_Requests_:
[A] Please change the glider performance text starting at "I cannot do" and ending at "of the drag.", putting "gravitational potential energy" wherever "potential energy" appears.
[B] List every means the glider performance text gives for minimizing induced drag.
** START OF Excerpt to read **
Aerodynamics of carrying water

I cannot do 50 words, but how about this? - 750 words.
Rory

Why does a heavier glider have better performance?

Gliders fly through air and in the process create drag. Drag results in a
loss of energy. Due to the conservation of energy, if no energy is being
supplied from another source such as an engine or thermals, then either the
glider has to slow down and lose kinetic energy or the glider has to sink
and lose potential energy. In a steady glide, the glider maintains its
speed but loses some height and potential energy as a result of the drag.

The amount of drag created by a glider at a particular speed is not fixed. A
Cessna with a glide angle of 1:10 has a worse performance than a Nimbus with
a glide angle of 1:60. Not all 18m gliders weighing exactly 450kg and
flying at exactly 60 knots, will have the same performance. The amount of
drag is not predetermined.

There are two main types of drag: Induced drag and Parasitic Drag. Induced
drag is a by-product of creating lift. As the wings fly through the air,
they impart a slight downwash to the mass of air, which results in an
upforce on the wings. This lift is equal to the weight of the glider. It
varies with the angle of attack and the speed that the glider flies. In
essence, the same amount of lift can be created by either flying slowly at
large angles of attack or by flying fast at small angles of attack. A
ballasted glider is heavier, and will need more lift than the empty glider,
so it flies slightly faster at any given angle of attack to generate the
appropriate amount of lift. The relationships are not linear.

As the wings generate lift, they also generate induced drag in the form of
vortices in the air that the glider passes through. This drag results in the
glider losing some potential energy and sinking. The amount of induced drag
varies. It can be minimised by using longer wing spans, wing tips, shaped
wings and appropriate wing profiles, but it cannot be entirely eliminated.
** END OF Excerpt to read **
** START OF Listed records **
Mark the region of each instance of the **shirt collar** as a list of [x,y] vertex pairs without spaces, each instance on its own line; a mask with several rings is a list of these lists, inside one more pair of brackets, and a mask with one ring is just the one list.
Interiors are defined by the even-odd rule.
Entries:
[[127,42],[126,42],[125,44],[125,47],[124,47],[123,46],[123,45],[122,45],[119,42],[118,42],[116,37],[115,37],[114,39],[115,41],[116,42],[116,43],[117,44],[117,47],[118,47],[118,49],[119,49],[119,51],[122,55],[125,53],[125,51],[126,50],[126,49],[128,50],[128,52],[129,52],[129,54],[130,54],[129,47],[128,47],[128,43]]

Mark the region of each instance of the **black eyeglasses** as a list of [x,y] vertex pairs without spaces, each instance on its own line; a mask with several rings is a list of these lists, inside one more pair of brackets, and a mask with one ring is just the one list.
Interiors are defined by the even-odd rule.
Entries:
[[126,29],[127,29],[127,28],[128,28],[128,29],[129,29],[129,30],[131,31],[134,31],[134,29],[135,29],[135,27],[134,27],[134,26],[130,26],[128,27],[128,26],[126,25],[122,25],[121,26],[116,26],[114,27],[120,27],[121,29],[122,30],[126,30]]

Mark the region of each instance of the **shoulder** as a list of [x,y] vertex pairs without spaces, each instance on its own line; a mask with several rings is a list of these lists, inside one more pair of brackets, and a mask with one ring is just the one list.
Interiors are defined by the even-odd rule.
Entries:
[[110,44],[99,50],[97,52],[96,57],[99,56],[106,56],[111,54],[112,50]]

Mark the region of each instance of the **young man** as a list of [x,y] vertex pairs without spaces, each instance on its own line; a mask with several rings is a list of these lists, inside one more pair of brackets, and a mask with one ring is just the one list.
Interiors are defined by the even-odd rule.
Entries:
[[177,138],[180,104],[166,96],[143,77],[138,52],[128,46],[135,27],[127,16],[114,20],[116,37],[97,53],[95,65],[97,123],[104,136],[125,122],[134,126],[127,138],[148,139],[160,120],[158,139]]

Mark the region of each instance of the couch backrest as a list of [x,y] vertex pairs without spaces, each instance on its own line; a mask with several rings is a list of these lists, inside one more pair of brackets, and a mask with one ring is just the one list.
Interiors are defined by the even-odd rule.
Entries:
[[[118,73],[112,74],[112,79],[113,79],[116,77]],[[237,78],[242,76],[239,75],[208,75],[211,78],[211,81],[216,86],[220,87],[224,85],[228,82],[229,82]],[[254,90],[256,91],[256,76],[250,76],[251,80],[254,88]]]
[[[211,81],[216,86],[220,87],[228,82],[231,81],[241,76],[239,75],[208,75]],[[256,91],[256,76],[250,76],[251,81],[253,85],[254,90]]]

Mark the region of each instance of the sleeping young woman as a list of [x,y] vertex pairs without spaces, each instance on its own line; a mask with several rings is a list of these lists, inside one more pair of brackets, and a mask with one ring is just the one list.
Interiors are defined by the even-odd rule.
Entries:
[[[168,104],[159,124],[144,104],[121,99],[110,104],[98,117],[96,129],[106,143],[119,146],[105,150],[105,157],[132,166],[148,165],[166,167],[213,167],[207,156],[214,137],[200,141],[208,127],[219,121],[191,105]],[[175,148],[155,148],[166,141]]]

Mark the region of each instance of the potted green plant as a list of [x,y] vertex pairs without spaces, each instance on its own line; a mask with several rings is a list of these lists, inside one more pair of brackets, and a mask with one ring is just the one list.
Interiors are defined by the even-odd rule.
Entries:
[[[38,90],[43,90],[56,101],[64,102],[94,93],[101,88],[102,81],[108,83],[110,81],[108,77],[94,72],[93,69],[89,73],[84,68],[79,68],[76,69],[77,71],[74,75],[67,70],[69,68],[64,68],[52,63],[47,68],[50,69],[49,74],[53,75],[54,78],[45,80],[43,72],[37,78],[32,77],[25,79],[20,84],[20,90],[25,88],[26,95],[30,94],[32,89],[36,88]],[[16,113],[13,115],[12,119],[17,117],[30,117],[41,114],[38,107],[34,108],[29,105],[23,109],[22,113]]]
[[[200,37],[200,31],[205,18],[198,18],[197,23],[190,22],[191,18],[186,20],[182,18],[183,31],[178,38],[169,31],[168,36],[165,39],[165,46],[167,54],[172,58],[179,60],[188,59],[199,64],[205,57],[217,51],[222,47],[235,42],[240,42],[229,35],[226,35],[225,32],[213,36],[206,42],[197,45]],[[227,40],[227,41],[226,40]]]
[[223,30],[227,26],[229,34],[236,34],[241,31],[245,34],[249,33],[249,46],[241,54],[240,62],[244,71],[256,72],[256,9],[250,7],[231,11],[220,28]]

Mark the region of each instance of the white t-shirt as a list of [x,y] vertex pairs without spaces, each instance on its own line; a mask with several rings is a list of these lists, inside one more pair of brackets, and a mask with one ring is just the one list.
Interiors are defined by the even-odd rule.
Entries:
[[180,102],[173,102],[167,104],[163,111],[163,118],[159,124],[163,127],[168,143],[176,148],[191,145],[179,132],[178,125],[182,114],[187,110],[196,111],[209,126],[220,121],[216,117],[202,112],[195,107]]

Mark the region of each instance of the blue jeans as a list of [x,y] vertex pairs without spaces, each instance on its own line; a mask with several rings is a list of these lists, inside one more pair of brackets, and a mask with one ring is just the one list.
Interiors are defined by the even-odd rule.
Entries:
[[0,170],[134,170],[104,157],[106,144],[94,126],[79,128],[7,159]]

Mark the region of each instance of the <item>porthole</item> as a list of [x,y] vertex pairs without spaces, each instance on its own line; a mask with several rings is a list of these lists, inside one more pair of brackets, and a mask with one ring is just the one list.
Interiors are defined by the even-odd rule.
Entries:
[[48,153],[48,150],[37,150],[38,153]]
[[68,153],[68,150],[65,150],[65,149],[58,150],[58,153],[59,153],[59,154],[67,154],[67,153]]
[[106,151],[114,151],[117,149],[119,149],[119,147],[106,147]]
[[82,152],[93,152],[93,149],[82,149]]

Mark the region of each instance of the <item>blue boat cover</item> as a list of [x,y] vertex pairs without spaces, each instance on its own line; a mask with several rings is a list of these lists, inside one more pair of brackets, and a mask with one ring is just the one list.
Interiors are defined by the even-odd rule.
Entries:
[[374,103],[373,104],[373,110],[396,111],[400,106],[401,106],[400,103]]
** END OF Listed records **
_Answers by task_:
[A]
I cannot do 50 words, but how about this? - 750 words.
Rory

Why does a heavier glider have better performance?

Gliders fly through air and in the process create drag. Drag results in a
loss of energy. Due to the conservation of energy, if no energy is being
supplied from another source such as an engine or thermals, then either the
glider has to slow down and lose kinetic energy or the glider has to sink
and lose gravitational potential energy. In a steady glide, the glider maintains its
speed but loses some height and gravitational potential energy as a result of the drag.

[B]
- longer wing spans
- wing tips
- shaped wings
- appropriate wing profiles